[START OF Document passage]

It should be no surprise that Logan is not like other X-Men movies. It’s rated R for a very different reason than Deadpool was. This is the kind of story that isn’t afraid to deal with very dark and sad themes. It’s the kind of story where our heroes are vulnerable very much like real people. Those very real stories give the opportunity for Hugh Jackman and Patrick Stewart to take center stage. They are not the same cheery Professor X or the same comic Wolverine. They are characters who have experienced the world’s darkest moments and a world that has betrayed them.
The world of Logan is mundane and tough. The living condition of its inhabitants seem fine, but it’s the conditions of life of the marginalized mutants that look like hell. And James Mangold is aware of this and plays it out more than he’s ever done before. He brings back the X-Men movies to the root of what made them so great the first time.

[END OF Document passage]
[START OF Excerpted records]

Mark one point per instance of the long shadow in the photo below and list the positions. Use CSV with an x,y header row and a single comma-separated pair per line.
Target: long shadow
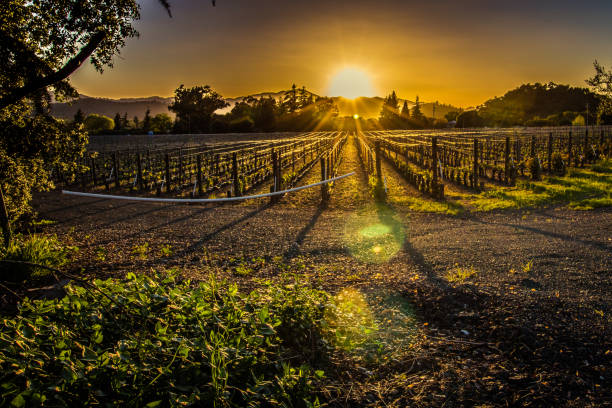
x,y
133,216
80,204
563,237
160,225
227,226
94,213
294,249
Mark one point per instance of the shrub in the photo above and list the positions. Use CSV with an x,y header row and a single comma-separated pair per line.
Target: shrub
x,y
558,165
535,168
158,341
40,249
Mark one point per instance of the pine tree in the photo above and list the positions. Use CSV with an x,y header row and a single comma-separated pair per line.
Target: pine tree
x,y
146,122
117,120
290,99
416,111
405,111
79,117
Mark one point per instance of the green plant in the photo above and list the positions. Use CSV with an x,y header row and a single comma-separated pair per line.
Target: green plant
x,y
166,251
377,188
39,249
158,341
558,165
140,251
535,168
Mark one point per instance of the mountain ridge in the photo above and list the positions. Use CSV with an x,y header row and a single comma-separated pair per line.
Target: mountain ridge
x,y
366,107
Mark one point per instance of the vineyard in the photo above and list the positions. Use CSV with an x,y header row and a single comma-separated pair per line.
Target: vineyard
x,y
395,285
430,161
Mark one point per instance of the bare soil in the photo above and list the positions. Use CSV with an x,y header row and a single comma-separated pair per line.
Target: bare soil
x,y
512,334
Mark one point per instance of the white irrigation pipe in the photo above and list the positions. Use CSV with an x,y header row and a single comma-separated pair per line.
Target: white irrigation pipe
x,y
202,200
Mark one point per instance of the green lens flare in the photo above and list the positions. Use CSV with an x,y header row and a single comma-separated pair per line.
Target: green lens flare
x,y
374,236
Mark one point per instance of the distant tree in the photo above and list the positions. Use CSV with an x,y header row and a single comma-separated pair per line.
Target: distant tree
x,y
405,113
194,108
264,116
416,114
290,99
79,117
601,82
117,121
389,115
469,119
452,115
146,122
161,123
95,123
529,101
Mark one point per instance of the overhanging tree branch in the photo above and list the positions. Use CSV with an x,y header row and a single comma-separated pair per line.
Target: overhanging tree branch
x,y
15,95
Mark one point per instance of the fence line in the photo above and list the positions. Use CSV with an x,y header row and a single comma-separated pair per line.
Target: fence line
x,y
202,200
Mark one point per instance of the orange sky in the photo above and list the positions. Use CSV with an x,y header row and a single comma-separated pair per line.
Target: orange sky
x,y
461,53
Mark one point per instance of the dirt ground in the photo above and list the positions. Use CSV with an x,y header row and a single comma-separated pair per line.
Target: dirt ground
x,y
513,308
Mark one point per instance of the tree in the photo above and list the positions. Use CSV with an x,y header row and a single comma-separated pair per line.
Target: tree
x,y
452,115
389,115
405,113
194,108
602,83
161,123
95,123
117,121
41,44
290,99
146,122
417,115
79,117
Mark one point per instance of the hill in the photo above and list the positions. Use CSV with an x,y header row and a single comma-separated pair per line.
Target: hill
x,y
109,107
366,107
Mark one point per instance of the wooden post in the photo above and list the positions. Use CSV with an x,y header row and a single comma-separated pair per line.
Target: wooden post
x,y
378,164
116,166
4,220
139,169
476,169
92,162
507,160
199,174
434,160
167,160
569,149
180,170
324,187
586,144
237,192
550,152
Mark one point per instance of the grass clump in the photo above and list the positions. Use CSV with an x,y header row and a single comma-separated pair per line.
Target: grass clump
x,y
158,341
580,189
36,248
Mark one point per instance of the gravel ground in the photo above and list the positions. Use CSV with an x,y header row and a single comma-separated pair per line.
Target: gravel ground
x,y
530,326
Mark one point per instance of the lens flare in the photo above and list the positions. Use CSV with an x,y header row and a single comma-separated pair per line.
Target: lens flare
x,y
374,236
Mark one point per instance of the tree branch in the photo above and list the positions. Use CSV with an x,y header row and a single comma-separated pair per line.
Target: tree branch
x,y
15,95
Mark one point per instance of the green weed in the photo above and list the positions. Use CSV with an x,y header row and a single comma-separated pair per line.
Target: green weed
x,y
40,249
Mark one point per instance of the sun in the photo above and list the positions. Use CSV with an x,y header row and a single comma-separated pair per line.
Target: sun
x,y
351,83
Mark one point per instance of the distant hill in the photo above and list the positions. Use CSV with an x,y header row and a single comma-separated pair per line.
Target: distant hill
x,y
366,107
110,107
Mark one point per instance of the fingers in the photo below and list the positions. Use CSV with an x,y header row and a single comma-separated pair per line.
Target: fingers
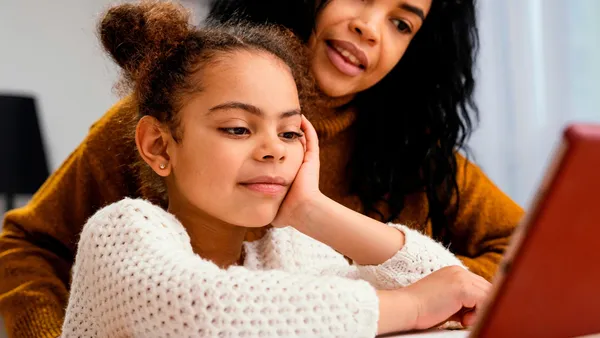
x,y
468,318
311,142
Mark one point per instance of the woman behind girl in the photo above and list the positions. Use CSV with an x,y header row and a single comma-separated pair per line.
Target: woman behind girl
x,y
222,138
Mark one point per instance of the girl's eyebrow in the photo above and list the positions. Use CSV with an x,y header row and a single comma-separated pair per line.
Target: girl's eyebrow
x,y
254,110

[END OF Excerpted records]

* _What is asked_
1. Please scale the listing from the line with "Mark one point per instance of the distant hill" through the end of the listing. Repeat every line in that range, multiply each x,y coordinate by 2.35 with halves rounded up to whole numbers, and leave out the picture placeholders.
2. Go on with the review of Logan from the point where it stops.
The review of Logan has nothing to do with the listing.

* _Answers in order_
1.
Mark one point per instance of the distant hill in the photo above and list the positions. Use CSV with an x,y header row and a single comma-separated pair per line.
Target: distant hill
x,y
860,251
259,251
Mark one point per instance of the fingers in the photo below and list the positions. Use CSV with an x,y header row and a single comma-separated pair per line.
Target: fingers
x,y
1100,747
731,334
Mark one point per instance of the woman behind girl in the photo above and list the positions. Use CSV with an x,y header row and a single comma-separated pair per line.
Target: woman behind girl
x,y
522,324
Mark one point per instance of the girl's eyebrow in the photo above and list the positions. Use CSV with an x,y header row and a single comma-separated pair per line.
Target: girl's eyebrow
x,y
597,259

2.
Although Logan is set in 2029, like all good X-Men movies, it speaks about issues of this time. Mutants have always served as a voice of the people who don’t quite fit in society. Whether it be people of color, homosexuals or transgenders, X-Men has always given them a voice. Therefore, of course, Logan would give voice to the people in need of one right now in America, immigrants. As you could probably tell from the plot, Logan is very much a tale of immigration as its core. These are people seeking asylum from something that has ruined their lives much like in real life. And it’s no secret why James Mangold and his team decided for the immigrant, X-23, to speak Spanish.
Logan will be well up there with the best comic book movies. It reinvents much like the first X-Men did. It dares to make superhero movies emotional dramas instead of a full on action movie. For action fans dying to see action scenes, there’s still plenty to be had. But for fans tired of the genre, I would give Logan a try because you won’t ever settle for anything less after.
Logan is released in theaters on March 3rd in the US and Canada.